» **Exercise task**
What follows is a set of records; repeat all of them exactly.

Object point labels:
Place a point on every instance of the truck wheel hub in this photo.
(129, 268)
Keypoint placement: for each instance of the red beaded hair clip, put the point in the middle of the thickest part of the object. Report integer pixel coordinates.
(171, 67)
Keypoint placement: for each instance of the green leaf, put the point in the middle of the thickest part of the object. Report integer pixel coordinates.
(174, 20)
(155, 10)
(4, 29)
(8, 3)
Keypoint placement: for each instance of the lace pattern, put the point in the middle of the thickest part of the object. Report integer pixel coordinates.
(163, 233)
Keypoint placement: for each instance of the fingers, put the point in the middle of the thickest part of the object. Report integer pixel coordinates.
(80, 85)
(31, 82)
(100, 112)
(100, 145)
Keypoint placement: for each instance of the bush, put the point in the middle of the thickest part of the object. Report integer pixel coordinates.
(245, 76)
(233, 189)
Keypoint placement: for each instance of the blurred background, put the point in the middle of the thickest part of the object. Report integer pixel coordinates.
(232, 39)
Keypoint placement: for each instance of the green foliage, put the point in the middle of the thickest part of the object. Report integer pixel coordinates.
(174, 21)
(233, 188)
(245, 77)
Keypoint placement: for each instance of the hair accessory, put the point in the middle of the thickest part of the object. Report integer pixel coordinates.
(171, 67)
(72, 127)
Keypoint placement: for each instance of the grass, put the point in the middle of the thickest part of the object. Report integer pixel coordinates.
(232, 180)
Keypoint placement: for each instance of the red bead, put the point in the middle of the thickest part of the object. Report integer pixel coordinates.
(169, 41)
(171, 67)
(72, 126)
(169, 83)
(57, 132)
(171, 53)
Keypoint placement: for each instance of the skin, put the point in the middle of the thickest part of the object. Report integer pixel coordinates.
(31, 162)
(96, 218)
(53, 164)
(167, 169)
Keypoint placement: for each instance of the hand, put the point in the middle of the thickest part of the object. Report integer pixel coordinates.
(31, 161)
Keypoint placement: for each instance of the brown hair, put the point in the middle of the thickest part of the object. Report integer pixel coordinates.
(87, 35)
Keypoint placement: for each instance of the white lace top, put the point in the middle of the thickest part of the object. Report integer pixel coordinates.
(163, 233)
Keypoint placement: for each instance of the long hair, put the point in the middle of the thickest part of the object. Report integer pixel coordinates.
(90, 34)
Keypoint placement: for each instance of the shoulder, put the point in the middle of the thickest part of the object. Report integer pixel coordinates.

» **Completed task**
Place a point on every instance of the truck wheel hub in this photo.
(129, 268)
Keypoint placement: for each instance of the red beaded hair clip, put the point in the middle of the thickest part of the object. Report integer pixel coordinates.
(171, 67)
Keypoint placement: for each instance of the green leaf, put the point in the middle of the thickest part of the object. Report integer pixel coordinates.
(174, 20)
(155, 10)
(4, 29)
(8, 3)
Keypoint placement: for each instance of the lace pattern, put the point in the middle of the thickest part of the object. Report integer pixel coordinates.
(163, 233)
Keypoint placement: for each instance of the fingers, put the point in the middle of the thickest part of the object. Report integer pixel coordinates.
(80, 85)
(31, 82)
(100, 112)
(100, 145)
Keypoint placement: for each instance of the bush, put the point in the middle of the thickest part of the object. Report integer pixel coordinates.
(245, 76)
(233, 189)
Keypoint placement: for each instance of the blurred background, put the point in the middle of the thickest part of the object. Report integer pixel coordinates.
(232, 39)
Keypoint placement: for each instance of the green foliage, put the point in the middle of the thickest part of the object. Report integer pixel coordinates.
(174, 21)
(233, 188)
(245, 77)
Keypoint placement: for each instance of the hair accessory, put the point in the middle of the thickest part of the object. Report integer pixel coordinates.
(171, 67)
(72, 127)
Keypoint placement: for each instance of the grass, put the point in the middle of the thickest part of the object. Report integer pixel coordinates.
(232, 180)
Keypoint placement: for each instance of the red bead, put the point in the middle of the thickest part of the object. Report integer pixel coordinates.
(169, 41)
(171, 67)
(72, 126)
(169, 83)
(57, 132)
(171, 53)
Keypoint placement: for each instance of the skin, put the point in the middle of the thickest part of the object. Report integer pixel coordinates.
(31, 162)
(96, 218)
(53, 164)
(167, 169)
Keypoint placement: for each instance of the hand, put the point in the middle of the thickest part of the object. Report integer pixel coordinates.
(31, 161)
Keypoint placement: for each instance of the brown hair, put the point in the middle of the thickest part of the object. Report integer pixel coordinates.
(87, 35)
Keypoint placement: for each instance of the white lace top, put the point in the middle of the thickest part of the object. Report integer pixel coordinates.
(163, 233)
Keypoint placement: for each instance of the long hair, put the point in the middle of the thickest part of the object. Report integer pixel coordinates.
(90, 34)
Keypoint placement: for each instance of the shoulder, put the point in the middle of the thickest part of the object. Report integer pixel coordinates.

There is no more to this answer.